Quoted passage:
## Begin

Thread: Re: [Htmlparser-user] extracting only certain links

SourceForge Headquarters 225 Broadway Suite 1600 San Diego, CA 92101 +1 (858) 422-6466

hi Somik,
I have tried urls www.nba.com, www.yahoo.com which seem to have lot of 
links. yahoo.com has 191 links when I tried. I wrote a small class 
Parser.java which I am mailing as an attachment. everytime I run my project 
using JBuilder after a series of parsing it throws a OutOfMemoryError. since 
I am using JBuilder I havent set any -ms or -mx parameters to run my 
Parser.java. so you might want to try it out.
and the other thing I noticed while running the Parser.java was at the 
LinkScanner in the extractLink() method for a particular <a tag I get 
relativeLink as "null" and then when we do
"return (new HTMLLinkProcessor()).extract(relativeLink,url);"
it throws  a NullPointerException in that method since relativeLink is null.
The exact place it throws a NullPointerException is
"if (link.indexOf("http://")==-1 && link.indexOf("mailto:")==-1 && url != 
null)" in "checkIfLinkIsRelative" method of HTMLLinkProcessor. this could be 
fixed. I fixed it....but the OutOfMemoryError seems to be potentially 
dangerous.

Thanks,
Raghav

>From: "Somik Raha" <so...@ya...>
>Reply-To: htm...@li...
>To: <htm...@li...>
>Subject: Re: [Htmlparser-user] extracting only certain links
>Date: Tue, 30 Apr 2002 11:44:17 +0900
>
>Semantic analysis...

## End

Information supplied:
## Begin

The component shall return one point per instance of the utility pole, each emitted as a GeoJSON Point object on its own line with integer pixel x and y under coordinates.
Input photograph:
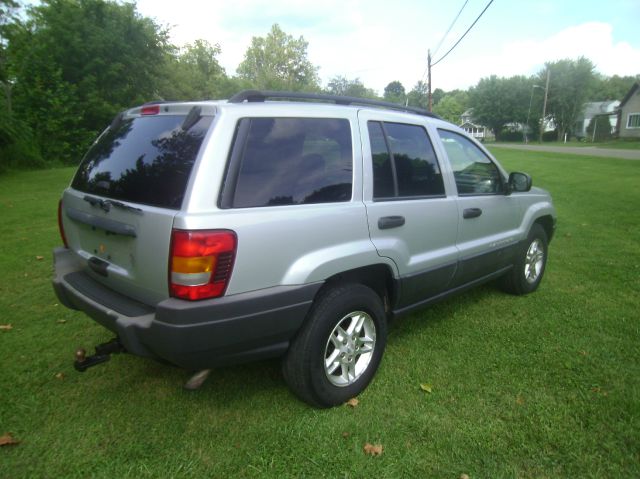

## End

Short problem 1:
Answer these questions on the thread about extracting links:
(a) How many links did yahoo.com have when the writer tried it?
(b) In which method of HTMLLinkProcessor is the NullPointerException thrown?
(c) On what date was the quoted message sent?
Short problem 2: Pick up the thread about extracting links from its last line and continue it.
The material is not needed here.

Response 1:
(a) 191
(b) checkIfLinkIsRelative
(c) Tue, 30 Apr 2002 11:44:17 +0900

Response 2:
>Write a conditional to process the tag contents. You will have code like
>this :
>
>if (node instanceof HTMLLinkTag) {
>     HTMLLinkTag linkTag = (HTMLLinkTag) node;
>     if (linkTag.getLink().indexOf("http://rd.yahoo.com")==0) {
>         // print the tag or display it however you want
>     }
>}
>
>Regards
>Somik
>----- Original Message -----
>From: "Sodergren, M.G." <mg...@le...>
>To: <htm...@li...>
>Sent: Tuesday, April 30, 2002 2:19 AM
>Subject: [Htmlparser-user] extracting only certain links
>
>
>Hello.
>When i enter a url like http://search.yahoo.com/bin/search?p=SEARCHENTERED
>(yahoo result page for SEARCHENTERED),the program extracts all the links
>from the html page but i just want it to extract the links that are 
>returned
>as the result of my search by yahoo, so for example (with yahoo), all the
>links beginning with <a href="http://srd.yahoo.com
>but not the links beginning with <a href="http://rd.yahoo.com/
>so in other words all the links with srd and not rd.
>How would i solve this problem? What code do i put and where?
>
>Thanks
>Mats
>
>_______________________________________________
>Htmlparser-user mailing list
>Htm...@li...
>https://lists.sourceforge.net/lists/listinfo/htmlparser-user
>
>
>_______________________________________________
>Htmlparser-user mailing list
>Htm...@li...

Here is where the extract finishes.